Hace unos años atrás, escribí esta columna sobre el Día Mundial del Libro y del Derecho de Autor. Como uno siempre tiene la obligación de volver sobre las gansadas que dice, acá estoy de nuevo pensando sobre este problema. En aquel entonces estaba cursando en la facultad Historia del libro y las bibliotecas, un recorrido intelectual que todos aquellos que tenemos algún tipo de interés por la propiedad intelectual y las tecnologías deberíamos tratar de hacer por lo menos una vez en la vida.

• • • • • • •

Qué se pide. Según el texto para revisión, ¿qué materia cursaba en la facultad quien escribe cuando redactó aquella primera columna?

Datos proporcionados.
• • • • • • •

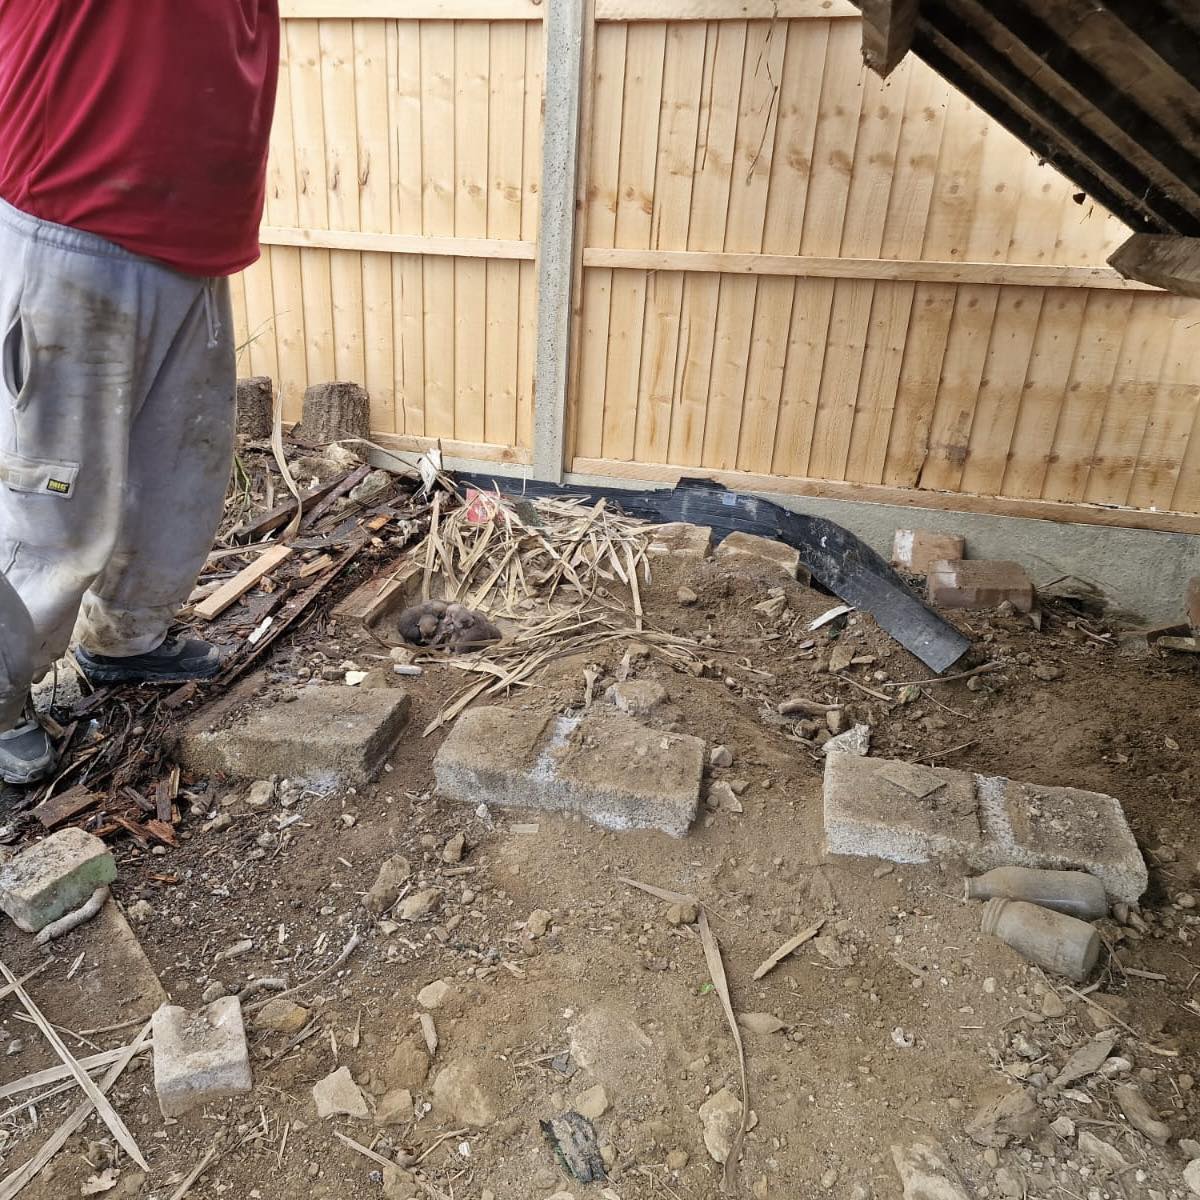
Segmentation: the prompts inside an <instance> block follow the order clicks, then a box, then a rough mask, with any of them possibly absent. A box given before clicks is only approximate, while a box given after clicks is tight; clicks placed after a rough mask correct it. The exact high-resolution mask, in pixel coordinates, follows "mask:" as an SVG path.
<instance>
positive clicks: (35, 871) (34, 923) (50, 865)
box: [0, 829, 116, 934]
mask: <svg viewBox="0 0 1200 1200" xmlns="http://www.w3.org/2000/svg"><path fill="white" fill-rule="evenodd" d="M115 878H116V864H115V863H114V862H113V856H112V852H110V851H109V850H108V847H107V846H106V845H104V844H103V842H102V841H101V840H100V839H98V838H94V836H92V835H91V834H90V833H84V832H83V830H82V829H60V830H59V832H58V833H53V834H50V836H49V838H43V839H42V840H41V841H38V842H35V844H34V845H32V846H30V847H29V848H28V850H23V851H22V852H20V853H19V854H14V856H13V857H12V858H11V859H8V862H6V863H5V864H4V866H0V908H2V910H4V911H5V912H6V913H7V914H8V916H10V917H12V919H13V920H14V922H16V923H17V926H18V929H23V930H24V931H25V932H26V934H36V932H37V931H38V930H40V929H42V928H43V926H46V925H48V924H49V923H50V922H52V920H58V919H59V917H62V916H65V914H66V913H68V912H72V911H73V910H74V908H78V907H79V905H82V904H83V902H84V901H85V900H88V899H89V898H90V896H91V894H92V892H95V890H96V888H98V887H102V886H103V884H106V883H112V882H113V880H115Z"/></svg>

• • • • • • •

Solución del ejercicio. Historia del libro y las bibliotecas.